The history of solution providers in brick and mortar is mostly the same, and that has made for an abysmal outcome for the industry. We will start with an often avoided, but nonetheless true allegory to show what we mean. This is a copy-paste from POSitouch’s own website.
Bill and Ted Fuller, owners of the Gregg’s restaurant chain, a high volume, low check average, family restaurants in Rhode Island, wanted to install a computerized point of sale system for their operations. In 1980 they began a search and evaluation of existing systems specific to the food industry.
After two years of searching, they found no system that fully addressed their needs. This prompted a decision to develop a system. It was clear that there was a need that the POS industry was not filling.
Development on POSitouch began in 1982 and a product was readied for testing in Gregg’s restaurants in 1985. Also in 1985, Peter Lipman joined the Fuller’s. With his technical guidance and the Fuller’s industry knowledge, the product continued to evolve.

== ROWS ==
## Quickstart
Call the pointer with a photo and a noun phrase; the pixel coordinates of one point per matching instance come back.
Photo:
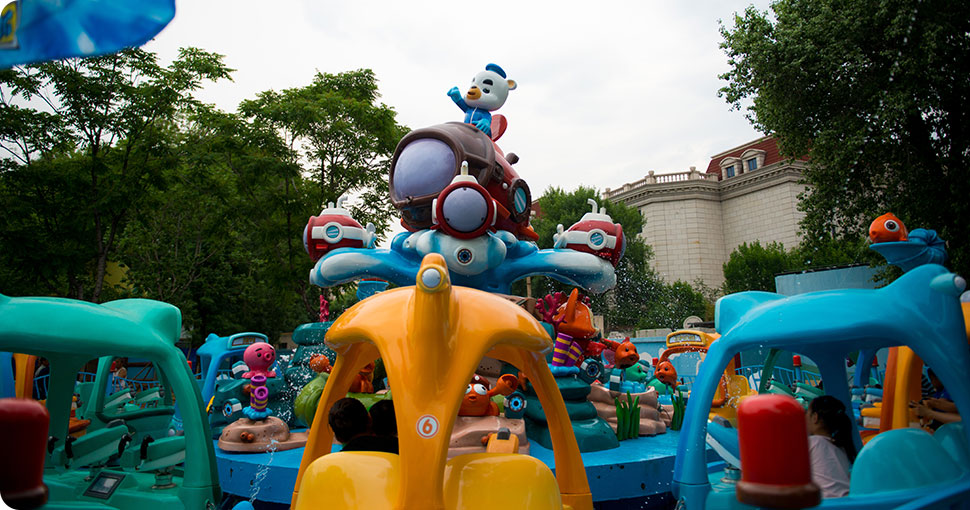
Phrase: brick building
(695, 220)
==
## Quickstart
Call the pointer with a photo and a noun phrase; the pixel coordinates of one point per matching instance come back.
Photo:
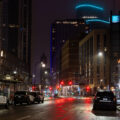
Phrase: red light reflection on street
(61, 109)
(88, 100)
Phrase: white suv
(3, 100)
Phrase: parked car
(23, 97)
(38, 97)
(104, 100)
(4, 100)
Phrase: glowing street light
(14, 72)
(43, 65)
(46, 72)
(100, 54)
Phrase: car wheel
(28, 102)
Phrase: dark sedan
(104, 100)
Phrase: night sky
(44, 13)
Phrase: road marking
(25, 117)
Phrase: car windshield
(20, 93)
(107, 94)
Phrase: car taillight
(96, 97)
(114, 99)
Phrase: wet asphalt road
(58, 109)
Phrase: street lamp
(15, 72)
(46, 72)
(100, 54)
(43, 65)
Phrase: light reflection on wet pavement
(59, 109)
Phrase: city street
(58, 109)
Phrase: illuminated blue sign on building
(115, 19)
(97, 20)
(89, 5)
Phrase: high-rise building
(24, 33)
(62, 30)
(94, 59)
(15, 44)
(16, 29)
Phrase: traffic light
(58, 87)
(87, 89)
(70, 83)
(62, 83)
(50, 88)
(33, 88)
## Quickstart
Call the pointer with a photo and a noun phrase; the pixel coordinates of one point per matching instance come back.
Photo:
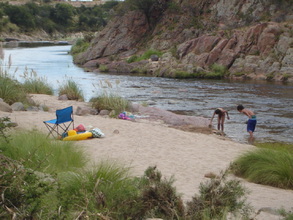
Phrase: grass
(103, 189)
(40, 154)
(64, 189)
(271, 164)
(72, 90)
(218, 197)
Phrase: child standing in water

== EXERCISES ==
a – According to the POSitouch passage, in what year did development on POSitouch begin?
b – List every year mentioned in the POSitouch passage.
c – Extend the POSitouch passage with a further paragraph that picks up after its final sentence.

== RESPONSES ==
a – 1982

b – 1980, 1982, 1985

c –
The creation of POSitouch, a restaurant point of sale software, stemmed from two people who were not software engineers: they were restauranteurs. They were undoubtedly familiar with some industry problems, but did that make them suitable to build a software product, particularly one that would touch lots of data? An answer might be concluded with two following points:
- POSitouch is currently reliant on a third party solution (Omnivore) to offer cloud connectivity for its merchants. This increases costs for customers.
- Its largest reseller has built its own cloud POS as its customers couldn’t achieve suitable value from POSitouch configurations. This creates uncertainty for customers.
But POSitouch customers in the early days were satisfied, right?
Maybe. To truthfully answer this we must put things into relative terms. Think about the core process of problem solving. People purchase solutions because they solve problems. If a customer is unaware of their own business problems but they set out to build solutions that similar business should use, can the solution be that valuable?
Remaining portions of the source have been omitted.